(Image-grounded pointing data)
○ ○ ○

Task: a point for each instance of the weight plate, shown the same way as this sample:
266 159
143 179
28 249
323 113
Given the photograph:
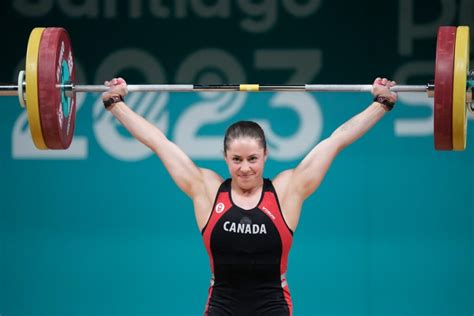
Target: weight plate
461 69
32 101
55 69
443 96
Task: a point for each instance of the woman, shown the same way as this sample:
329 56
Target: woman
247 222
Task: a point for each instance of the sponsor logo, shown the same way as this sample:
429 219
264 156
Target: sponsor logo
268 213
220 208
244 228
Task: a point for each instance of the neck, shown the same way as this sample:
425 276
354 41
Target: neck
246 191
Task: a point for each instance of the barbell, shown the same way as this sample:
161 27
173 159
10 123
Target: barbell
47 88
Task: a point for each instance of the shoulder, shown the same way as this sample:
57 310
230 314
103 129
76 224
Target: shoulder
212 180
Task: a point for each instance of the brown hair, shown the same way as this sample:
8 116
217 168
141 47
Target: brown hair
244 129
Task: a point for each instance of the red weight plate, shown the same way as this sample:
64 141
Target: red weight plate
56 68
443 96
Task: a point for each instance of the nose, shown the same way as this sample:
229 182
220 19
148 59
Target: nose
244 167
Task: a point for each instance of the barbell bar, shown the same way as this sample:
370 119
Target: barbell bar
48 89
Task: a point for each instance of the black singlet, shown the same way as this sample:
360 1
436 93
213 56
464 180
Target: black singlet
248 252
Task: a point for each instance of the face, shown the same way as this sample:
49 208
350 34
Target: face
245 159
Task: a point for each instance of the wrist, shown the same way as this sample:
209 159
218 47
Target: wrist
385 101
111 101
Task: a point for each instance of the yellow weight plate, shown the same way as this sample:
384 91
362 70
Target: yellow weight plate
31 73
461 68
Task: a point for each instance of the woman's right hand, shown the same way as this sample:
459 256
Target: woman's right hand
117 87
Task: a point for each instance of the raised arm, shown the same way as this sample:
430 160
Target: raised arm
189 178
297 184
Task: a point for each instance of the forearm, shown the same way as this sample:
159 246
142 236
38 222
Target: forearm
140 128
358 125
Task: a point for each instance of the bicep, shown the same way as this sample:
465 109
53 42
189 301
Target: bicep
181 168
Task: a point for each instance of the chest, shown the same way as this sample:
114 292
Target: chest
239 232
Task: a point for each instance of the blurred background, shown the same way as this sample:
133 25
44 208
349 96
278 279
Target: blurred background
101 229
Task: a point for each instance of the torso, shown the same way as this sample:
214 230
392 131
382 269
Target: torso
248 243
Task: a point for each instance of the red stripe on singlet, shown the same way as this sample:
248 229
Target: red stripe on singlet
269 206
221 206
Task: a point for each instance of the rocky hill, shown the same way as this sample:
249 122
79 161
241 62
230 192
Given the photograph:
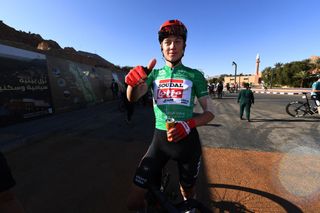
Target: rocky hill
34 42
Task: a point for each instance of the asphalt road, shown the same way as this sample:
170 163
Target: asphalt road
83 161
271 129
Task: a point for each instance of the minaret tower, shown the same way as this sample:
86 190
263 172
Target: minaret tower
257 64
258 74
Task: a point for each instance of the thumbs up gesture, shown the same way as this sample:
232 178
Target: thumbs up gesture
138 74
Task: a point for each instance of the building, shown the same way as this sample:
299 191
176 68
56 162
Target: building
241 79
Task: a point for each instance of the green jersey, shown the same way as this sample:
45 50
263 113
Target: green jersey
174 90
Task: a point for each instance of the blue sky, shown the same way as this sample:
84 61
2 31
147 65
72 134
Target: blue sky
124 32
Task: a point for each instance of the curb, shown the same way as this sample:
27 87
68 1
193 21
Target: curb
279 93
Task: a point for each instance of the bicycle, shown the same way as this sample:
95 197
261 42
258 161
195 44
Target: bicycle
159 202
299 109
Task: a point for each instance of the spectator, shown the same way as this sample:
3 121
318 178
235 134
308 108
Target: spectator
114 89
245 98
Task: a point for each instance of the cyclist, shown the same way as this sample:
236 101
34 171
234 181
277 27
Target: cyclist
315 92
174 88
8 200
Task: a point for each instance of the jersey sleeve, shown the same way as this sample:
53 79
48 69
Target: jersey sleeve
200 85
150 78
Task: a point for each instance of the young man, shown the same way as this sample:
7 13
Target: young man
8 201
174 88
315 92
246 98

○ ○ ○

PROBLEM TO SOLVE: Type the entries again verbatim. Drop the images.

ANSWER TO THE EXERCISE:
Task: a point for each instance of the weight plate, shown the same way as this sample:
266 159
143 179
28 249
323 113
Given the photograph:
Target: weight plate
461 69
32 101
55 69
443 96
Task: a point for each instance of the woman, shown the same way as this sample:
329 56
Target: woman
247 222
Task: a point for each instance of the sponsor logo, shown the same way as this sample:
429 219
264 156
Target: sponsor logo
268 213
220 208
244 228
Task: a point for each instance of the neck, shown the same way as this sample:
425 276
354 41
Target: neck
246 191
Task: a point for each instance of the barbell, shown the same way as this sample:
161 27
173 159
10 123
Target: barbell
47 88
Task: a point for each instance of the shoulder, shown the same way as this sample:
57 310
230 314
103 129
76 224
Target: shoulder
212 180
Task: a point for each instance of the brown hair, shown the same way as this sample:
8 116
217 168
141 47
Target: brown hair
244 129
Task: a point for each instance of the red weight plate, shown the same way as this sample:
64 141
Target: red weight plate
56 68
443 96
Task: a point for each instance of the nose, shown the same way as this sample:
229 182
220 19
148 59
Target: nose
244 167
Task: a point for each instance of the barbell bar, shown the same way as this sample:
370 119
Target: barbell bar
48 89
Task: a point for each instance of the black singlet, shown the same way as this sample:
360 1
436 93
213 56
464 180
Target: black singlet
248 252
Task: a point for each instance of the face, shown the same way as this sample:
49 208
350 34
Target: face
245 159
Task: a point for each instance of the wrist, shown the same way as this sample:
209 159
218 47
Target: wrist
385 101
111 101
Task: a point for each instance of the yellow weight plate, shown the same way as this sample:
384 91
362 70
Target: yellow weight plate
31 73
461 68
Task: a point for each instance of the woman's right hand, shown the same way as this sample:
459 256
Target: woman's right hand
117 87
Task: a point for each instance of the raised arm, shown the same way as this sample:
430 160
Target: raised arm
189 178
297 184
Task: a point for each instance of the forearm, shown the same way as this sample:
159 246
142 236
38 222
Target: forearm
140 128
358 125
Task: a point for each instance of the bicep, shown the same way as this sample:
465 109
53 42
189 301
Target: bicep
181 168
Task: a point for each instance of the chest, shown the same way as this sample:
114 292
Target: chest
239 232
Task: a point for each instance of the blurred background, shown the same way as this sample:
133 25
44 208
349 96
278 279
Target: blurred background
101 229
Task: a point for each instance of the torso, shown the same way as this sample:
214 230
392 131
382 269
Target: torso
248 243
Task: a point for each instance of the red stripe on singlet, shown the same way as this sample:
248 229
Target: red stripe on singlet
269 206
221 206
Task: a point for each instance of the rocky hill, shown the same way as this sample:
249 122
79 161
241 62
230 192
Given the photograph:
Target: rocky hill
34 42
Task: a point for each instance of the asphalt road, shown the same way as this sample:
170 163
Target: asphalt road
83 161
271 129
Task: a point for each instance of the minaret tower, shown the same way as this sample:
86 190
263 172
Target: minaret tower
257 64
258 74
Task: a point for each instance of the thumbs up gesture, shown the same way as this sample:
232 178
Target: thumbs up gesture
138 74
Task: a point for each instance of the building, shown the same way as this sample:
299 191
176 68
56 162
Target: building
241 79
Task: a point for each instance of the green jersey, shown the same way as this sample:
45 50
263 113
Target: green jersey
174 90
Task: a point for each instance of the blue sky, shown the same way as this sample:
84 61
2 31
147 65
72 134
Target: blue sky
124 32
Task: a point for each instance of the curb, shown the same way as this sample:
27 87
68 1
193 21
Target: curb
279 93
Task: a point for each instance of the bicycle, shown the same way as this sample:
95 197
261 42
258 161
195 44
Target: bicycle
159 202
299 109
Task: a point for each instance of the spectator, shown the same way as this sample:
3 121
318 178
235 134
308 108
Target: spectator
114 89
245 98
Task: a point for each instance of the cyclist, shown the same way as this sample:
236 101
34 171
234 181
277 27
Target: cyclist
315 92
174 88
8 200
Task: a point for each instance of the jersey sleeve, shown the same way as this sample:
53 79
48 69
Target: jersey sleeve
200 85
150 78
Task: a point for each instance of the young man, shown the same way as this sample:
7 13
Target: young man
8 201
174 88
315 92
246 98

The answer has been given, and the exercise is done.